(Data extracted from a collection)
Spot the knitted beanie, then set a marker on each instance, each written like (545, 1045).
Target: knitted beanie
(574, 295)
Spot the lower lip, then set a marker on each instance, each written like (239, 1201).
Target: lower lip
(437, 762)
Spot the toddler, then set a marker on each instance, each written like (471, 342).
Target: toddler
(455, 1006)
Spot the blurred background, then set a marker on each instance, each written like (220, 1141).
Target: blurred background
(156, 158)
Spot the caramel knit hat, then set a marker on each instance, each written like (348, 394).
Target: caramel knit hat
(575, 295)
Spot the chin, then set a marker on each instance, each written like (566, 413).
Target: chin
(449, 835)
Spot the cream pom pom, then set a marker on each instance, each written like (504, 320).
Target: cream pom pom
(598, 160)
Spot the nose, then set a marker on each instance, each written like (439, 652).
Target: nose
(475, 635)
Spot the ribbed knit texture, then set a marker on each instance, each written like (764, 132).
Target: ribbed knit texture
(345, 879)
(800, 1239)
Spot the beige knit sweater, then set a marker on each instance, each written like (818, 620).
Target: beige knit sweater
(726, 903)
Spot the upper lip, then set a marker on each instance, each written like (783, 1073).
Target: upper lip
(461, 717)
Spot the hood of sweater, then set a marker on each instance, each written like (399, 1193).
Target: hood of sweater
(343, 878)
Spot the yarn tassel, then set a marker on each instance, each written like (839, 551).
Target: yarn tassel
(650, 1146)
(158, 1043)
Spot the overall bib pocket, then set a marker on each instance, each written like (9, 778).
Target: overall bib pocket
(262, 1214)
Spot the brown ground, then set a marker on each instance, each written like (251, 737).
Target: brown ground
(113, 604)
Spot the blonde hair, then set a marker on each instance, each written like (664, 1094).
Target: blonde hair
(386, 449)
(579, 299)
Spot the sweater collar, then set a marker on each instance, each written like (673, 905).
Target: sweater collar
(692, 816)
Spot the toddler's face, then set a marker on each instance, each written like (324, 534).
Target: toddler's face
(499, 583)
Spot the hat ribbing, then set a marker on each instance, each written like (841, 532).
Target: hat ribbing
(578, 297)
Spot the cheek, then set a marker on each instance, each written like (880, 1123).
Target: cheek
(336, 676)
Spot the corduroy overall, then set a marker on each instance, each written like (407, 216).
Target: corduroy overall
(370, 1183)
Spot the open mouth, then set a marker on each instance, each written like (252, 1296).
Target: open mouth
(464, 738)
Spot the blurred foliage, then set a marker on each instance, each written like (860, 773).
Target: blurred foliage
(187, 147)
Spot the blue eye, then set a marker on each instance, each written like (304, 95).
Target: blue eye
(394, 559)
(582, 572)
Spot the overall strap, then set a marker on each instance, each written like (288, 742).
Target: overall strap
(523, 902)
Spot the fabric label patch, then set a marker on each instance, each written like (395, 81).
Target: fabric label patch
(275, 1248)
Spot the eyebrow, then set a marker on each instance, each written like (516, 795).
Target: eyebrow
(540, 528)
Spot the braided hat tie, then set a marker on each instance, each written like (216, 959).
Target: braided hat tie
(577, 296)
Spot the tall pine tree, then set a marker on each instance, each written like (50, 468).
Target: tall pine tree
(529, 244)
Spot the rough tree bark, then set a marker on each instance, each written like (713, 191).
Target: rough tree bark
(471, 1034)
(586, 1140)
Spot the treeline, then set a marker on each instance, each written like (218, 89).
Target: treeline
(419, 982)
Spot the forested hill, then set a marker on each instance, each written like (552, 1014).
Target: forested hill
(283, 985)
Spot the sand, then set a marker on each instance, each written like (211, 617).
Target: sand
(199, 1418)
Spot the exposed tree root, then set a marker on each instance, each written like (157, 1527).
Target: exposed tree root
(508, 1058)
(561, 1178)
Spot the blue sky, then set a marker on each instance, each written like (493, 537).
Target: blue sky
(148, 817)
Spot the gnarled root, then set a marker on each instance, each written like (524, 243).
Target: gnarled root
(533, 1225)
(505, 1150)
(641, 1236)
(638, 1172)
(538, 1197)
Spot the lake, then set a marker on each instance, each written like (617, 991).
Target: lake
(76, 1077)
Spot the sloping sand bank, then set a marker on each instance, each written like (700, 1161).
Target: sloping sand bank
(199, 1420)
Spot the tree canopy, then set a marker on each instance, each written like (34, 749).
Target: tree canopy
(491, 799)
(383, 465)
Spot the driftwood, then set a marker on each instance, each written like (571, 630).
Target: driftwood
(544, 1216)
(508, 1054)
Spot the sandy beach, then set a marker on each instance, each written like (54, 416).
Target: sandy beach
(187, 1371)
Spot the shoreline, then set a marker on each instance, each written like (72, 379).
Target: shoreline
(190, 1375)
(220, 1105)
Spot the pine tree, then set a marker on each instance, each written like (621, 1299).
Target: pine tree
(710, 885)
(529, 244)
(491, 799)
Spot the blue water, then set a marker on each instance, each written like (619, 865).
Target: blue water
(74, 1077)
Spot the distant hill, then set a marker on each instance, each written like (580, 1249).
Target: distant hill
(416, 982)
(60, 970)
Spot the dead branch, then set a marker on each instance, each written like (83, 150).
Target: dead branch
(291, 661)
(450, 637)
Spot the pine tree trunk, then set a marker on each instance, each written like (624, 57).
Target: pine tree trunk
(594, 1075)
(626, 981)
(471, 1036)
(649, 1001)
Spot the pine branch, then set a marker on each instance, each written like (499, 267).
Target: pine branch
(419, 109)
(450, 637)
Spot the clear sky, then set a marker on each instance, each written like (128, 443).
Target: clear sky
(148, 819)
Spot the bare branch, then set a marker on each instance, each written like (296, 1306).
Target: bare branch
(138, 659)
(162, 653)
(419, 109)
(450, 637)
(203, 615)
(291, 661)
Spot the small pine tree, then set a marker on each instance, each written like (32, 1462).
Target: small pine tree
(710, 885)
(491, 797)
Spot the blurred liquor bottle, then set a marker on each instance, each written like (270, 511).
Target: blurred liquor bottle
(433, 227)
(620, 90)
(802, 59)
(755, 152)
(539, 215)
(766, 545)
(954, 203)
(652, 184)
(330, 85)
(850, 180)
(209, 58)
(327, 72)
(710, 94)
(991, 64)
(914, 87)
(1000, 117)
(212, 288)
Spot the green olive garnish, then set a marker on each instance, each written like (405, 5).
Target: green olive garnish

TASK TO COMPLETE:
Write each record out again exactly.

ANSWER BOX:
Spot the knitted beanie, then set a marker on each instance, each written like (545, 1045).
Target: knitted beanie
(574, 295)
Spot the lower lip, then set a marker on each instance, each written like (239, 1201).
Target: lower lip
(437, 762)
Spot the toddler, then set a marker on each instance, each written like (471, 342).
Target: toddler
(455, 1006)
Spot the blurred background, then set a marker on each instance, each written like (220, 1141).
Target: blurred background
(156, 158)
Spot the caramel knit hat, then set a marker on each instance, each written like (348, 394).
Target: caramel knit hat
(575, 295)
Spot the chin, then set a marker on each instance, each written like (566, 413).
Target: chin
(449, 835)
Spot the cream pom pom, then set a marker on each instance, each written like (504, 320).
Target: cream pom pom
(598, 160)
Spot the nose, then set a marker on each instance, each written like (439, 652).
Target: nose
(475, 635)
Spot the ribbed knit texture, then set a marker on each instance, each written like (764, 132).
Target: ribbed knit texture
(345, 879)
(800, 1239)
Spot the beige knit sweater, then set a marker on each instance, each written like (818, 620).
Target: beige knit sweater
(726, 903)
Spot the upper lip, then set a marker on each instance, each written like (783, 1073).
Target: upper lip
(461, 717)
Spot the hood of sweater, then set a marker on each instance, each written like (399, 1193).
Target: hood of sweater
(343, 878)
Spot the yarn tassel, then set a marker on each instance, each written like (839, 551).
Target: yarn tassel
(650, 1146)
(158, 1043)
Spot the overall bib pocket, then set a marker on each instance, each written like (9, 778).
Target: overall bib pocket
(262, 1214)
Spot the brown ground, then set a marker on each instance, each written like (251, 737).
Target: brown ground
(113, 604)
Spot the blonde hair, then set a marker on each instance, each written like (664, 1094).
Target: blonde hair
(386, 449)
(579, 299)
Spot the sweater collar, then set a marker on each instance, each written like (673, 905).
Target: sweater collar
(692, 816)
Spot the toddler's face, then set a marker on each instance, each written like (324, 534).
Target: toddler's face
(499, 583)
Spot the hat ribbing, then set a marker on each instance, each written like (841, 532).
Target: hat ribbing
(578, 297)
Spot the cheek, then set a marker on each instance, each written like (880, 1123).
Target: cheek
(336, 676)
Spot the corduroy overall, then set a marker on each instance, each written like (407, 216).
Target: corduroy overall
(370, 1183)
Spot the open mouth, then set a marker on each instance, each written like (252, 1296).
Target: open mouth
(464, 738)
Spot the blurred foliage, then set a marker on each instance, each written like (860, 773).
Target: blurred foliage
(187, 147)
Spot the blue eye, then set a marker on each instance, each written like (304, 95).
Target: blue eye
(394, 559)
(582, 572)
Spot the overall strap, then set a marker on each instance, each written like (288, 742).
Target: overall strap
(523, 902)
Spot the fabric label patch, then set a marker on each instance, each written like (395, 81).
Target: fabric label patch
(275, 1248)
Spot the eyebrow, then set a marker on each instance, each written like (516, 795).
Target: eyebrow
(540, 528)
Spot the braided hat tie, then set a marker on each instance, each written like (216, 959).
Target: braided hat tie
(577, 296)
Spot the tall pine tree, then set a marker on each instance, each written like (50, 468).
Target: tall pine tree
(529, 244)
Spot the rough tree bark, then set a marker on each instance, each written like (713, 191).
Target: rough tree bark
(471, 1034)
(586, 1140)
Spot the treeline, then set a marker on each instance, each written like (218, 89).
Target: treeline
(419, 982)
Spot the forested hill, then set a marker on each instance, each written like (552, 1014).
Target: forested hill
(283, 985)
Spot the sand, then set a marker on each instance, each written like (211, 617).
Target: sand
(199, 1418)
Spot the exposed tree root, then set a marker on each instance, each written like (157, 1527).
Target: exposed tree root
(508, 1058)
(561, 1178)
Spot the blue sky, then set a marker on each instance, each written like (493, 537).
Target: blue sky
(148, 817)
Spot the gnarled root, then set a marker on each instance, each written like (524, 243).
Target: gnarled root
(533, 1225)
(505, 1150)
(641, 1236)
(638, 1172)
(538, 1197)
Spot the lake, then set a marker on each instance, each written like (617, 991).
Target: lake
(76, 1077)
Spot the sloping sand bank, then set a marker on each instance, each written like (700, 1161).
Target: sloping sand bank
(199, 1420)
Spot the tree canopy, then set a marker on each instance, each written like (34, 749).
Target: tree canopy
(491, 799)
(383, 465)
Spot the driftwood, then set a marker on each instance, each written like (571, 630).
Target: driftwood
(544, 1216)
(508, 1054)
Spot the sandy beach, then set a marker on each instance, each written like (54, 416).
Target: sandy beach
(187, 1371)
Spot the shoreline, then set a marker on each instance, each written like (72, 379).
Target: shoreline
(190, 1375)
(220, 1105)
Spot the pine tree, then set a marker on each instance, each written like (621, 1299).
Target: pine tree
(710, 885)
(529, 244)
(491, 799)
Spot the blue water, then set a marker on each instance, each written like (619, 865).
Target: blue water
(74, 1077)
Spot the distant hill, then set a marker on each instance, each written like (580, 1249).
Target: distant hill
(416, 982)
(60, 970)
Spot the dead branch, then set a marker on each instance, each written like (83, 150).
Target: dead branch
(291, 661)
(450, 637)
Spot the pine tree trunk, then set a marker on each instance, each written like (624, 57).
Target: pine tree trunk
(594, 1075)
(626, 981)
(471, 1036)
(649, 1001)
Spot the pine branch, then set a marker on each instance, each written like (499, 267).
Target: pine branch
(419, 109)
(450, 637)
Spot the clear sky, then set a marker on each instance, each written like (128, 443).
Target: clear sky
(148, 819)
Spot the bare branch, then set a marker on each instance, each written like (296, 1306).
Target: bare branch
(138, 659)
(162, 653)
(419, 109)
(450, 637)
(203, 615)
(291, 661)
Spot the small pine tree, then set a marker on each instance, each written like (32, 1462).
Target: small pine tree
(710, 885)
(491, 797)
Spot the blurred liquor bottle, then set a marker on each instance, each written like (270, 511).
Target: blurred liquor bottle
(433, 227)
(620, 90)
(802, 59)
(755, 152)
(539, 215)
(766, 545)
(954, 203)
(652, 184)
(330, 85)
(850, 180)
(209, 58)
(327, 72)
(710, 94)
(991, 64)
(914, 87)
(1000, 117)
(212, 288)
Spot the green olive garnish, then set a marker on each instance, each written like (405, 5).
Target: green olive garnish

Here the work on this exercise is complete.